BRIEF 1: Quote word for word the passage of the South African parks text starting with "1. Kgalagadi Transfrontier" and going on through "digging and scratching.".
BRIEF 2: According to the South African parks text, which months should heat-averse visitors choose for Kgalagadi Transfrontier Park?
BRIEF 3: Write what comes next in the text on South African national parks, starting after its last sentence.

1. Kgalagadi Transfrontier Park
The rippling red dunes and star-punctured skies of the Kalahari cast a timeless spell that soothes the soul and unlocks a yearning to return. Make the trip once and surrender your heart forever.
This is where herds of gemsbok, springbok and blue wildebeest follow the seasons, camelthorn trees offer welcome shade for black-maned lions, and hyperactive meerkats provide endless entertainment for visitors with their digging and scratching.
If you hate the heat, visit between April and September. The best things to look for are birds of prey and small mammals and reptiles. Although you may spot lion and leopard, leave your Big-Five notions at home and take pleasure in cheetah and an abundance of bat-eared foxes, whistling rats and barking geckoes, or you'll miss the special Kalahari magic.
2. Kruger National Park
You can visit this world-famous national park in the Lowveld year after year and never have the same experience twice. Visit the south if you simply must see the Big Five but don't mind a crush of people; venture further north for a true sense of wilderness and the joy of not having to share your sighting with 30 other cars and coaches.
Kruger is impossible to beat for both variety of game (147 mammals, 507 birds, 114 reptiles) and number of exciting sightings. It also boasts more than 200 cultural heritage sites. There's a wealth of things to do ¬- day walks, wilderness hikes, night drives, 4x4 trails and mountain biking - but the main event is driving your own car around the game area. Stop near a waterhole and be patient, and don't forget to look up into the skies for raptors and into trees for a snoozing leopard.
3. Mapungubwe National Park
Lying in the far north of South Africa, where you can peer into Botswana or watch eagles soar over Zimbabwe, Mapungubwe is rich in biodiversity and scenic beauty, but what makes it a Unesco World Heritage Site is its cultural importance. Archaeological treasures show that the people lived here between 900 and 1300 AD, even before Great Zimbabwe. It provides sanctuary for black and white rhino, elephant and other animals, and conserves fossils and ancient rocks that are nearly three billion years old.
I fell under the spell of its Venda-styled camp at Leokwe, its reddish sandstone rock formations, friendly people and magnificent baobabs - fat upside-down trees that can live for thousands of years. Venture here to enjoy a treetop walk, admire striking rock formations or sip sundowners where two rivers and three countries meet.

INFORMATION PROVIDED:
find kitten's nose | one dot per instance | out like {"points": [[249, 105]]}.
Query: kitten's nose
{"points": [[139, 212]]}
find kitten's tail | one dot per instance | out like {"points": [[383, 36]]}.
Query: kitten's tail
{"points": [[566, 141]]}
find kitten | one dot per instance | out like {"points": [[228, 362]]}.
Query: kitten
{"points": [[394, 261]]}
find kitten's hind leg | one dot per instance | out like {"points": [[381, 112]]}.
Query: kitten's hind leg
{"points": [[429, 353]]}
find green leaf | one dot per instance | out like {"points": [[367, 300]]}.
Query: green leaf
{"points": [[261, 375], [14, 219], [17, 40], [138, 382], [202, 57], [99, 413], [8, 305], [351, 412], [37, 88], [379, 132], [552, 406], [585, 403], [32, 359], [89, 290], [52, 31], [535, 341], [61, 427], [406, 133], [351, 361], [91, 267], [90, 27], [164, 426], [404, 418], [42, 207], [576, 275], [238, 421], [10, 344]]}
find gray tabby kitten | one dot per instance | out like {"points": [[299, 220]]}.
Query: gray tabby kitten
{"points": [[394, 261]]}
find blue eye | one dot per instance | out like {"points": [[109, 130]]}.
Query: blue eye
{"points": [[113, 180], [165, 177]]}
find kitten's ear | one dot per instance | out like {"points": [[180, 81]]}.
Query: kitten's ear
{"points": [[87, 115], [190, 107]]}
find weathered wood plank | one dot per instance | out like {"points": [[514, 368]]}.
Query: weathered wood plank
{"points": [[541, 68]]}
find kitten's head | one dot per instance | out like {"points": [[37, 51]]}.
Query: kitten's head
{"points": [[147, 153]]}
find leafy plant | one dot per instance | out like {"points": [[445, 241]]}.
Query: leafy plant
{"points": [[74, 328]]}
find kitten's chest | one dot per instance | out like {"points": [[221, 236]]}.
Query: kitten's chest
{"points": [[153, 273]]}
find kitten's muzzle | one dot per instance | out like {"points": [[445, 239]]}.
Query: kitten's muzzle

TASK ANSWER 1:
1. Kgalagadi Transfrontier Park
The rippling red dunes and star-punctured skies of the Kalahari cast a timeless spell that soothes the soul and unlocks a yearning to return. Make the trip once and surrender your heart forever.
This is where herds of gemsbok, springbok and blue wildebeest follow the seasons, camelthorn trees offer welcome shade for black-maned lions, and hyperactive meerkats provide endless entertainment for visitors with their digging and scratching.

TASK ANSWER 2: Between April and September.

TASK ANSWER 3:
4. Ai-Ais/Richtersveld Transfrontier Park
At first glance this vast wilderness of sun-baked sand and rocky hills might seem devoid of life. Look more closely and you'll discover a treasure house of succulent jewels and a sense of peace in what is South Africa's last true wilderness. It's Prozac for the soul. Its magic comes from wide open spaces, stars that are visible in their multitudes in the clear desert air, and hosts of desert plants hanging from cliff faces and burrowing into crevices, pint-sized succulents whooping it up whenever the early morning fog rolls in from the Atlantic Ocean.
It was declared a Unesco World Heritage Site in 2007. Don't try to visit the park itself without a 4x4, though a visit to the nearby Richtersveld Community Conservancy settlements of Eksteenfontein, Lekkersing and Kuboes is possible with a sedan. And watch out for searing summer temperatures (up to 53°C) and chilly winter nights.
5. Wilderness National Park
This is the gateway to the Garden Route - a world of rivers, lagoons and lakes, of wetlands and beaches set against a backdrop of lush forests and mountains. Flowers carpet the ground in spring, and winding paths meander through dense woodland and along streams where kingfishers perch on the lookout for lunch.
If you're feeling lazy, drive along the Seven Passes road between George and Knysna, take a picnic into the forest, visit a bird hide to get up close and personal with one of South Africa's richest water bird habitats, or simply laze on a creamy white beach. If it's action you're after, row a canoe up the river, go fishing, windsurfing, hiking, abseiling, kloofing, paragliding, hang-gliding, or mountain biking - you'll run out of energy long before you run out of fun things to do.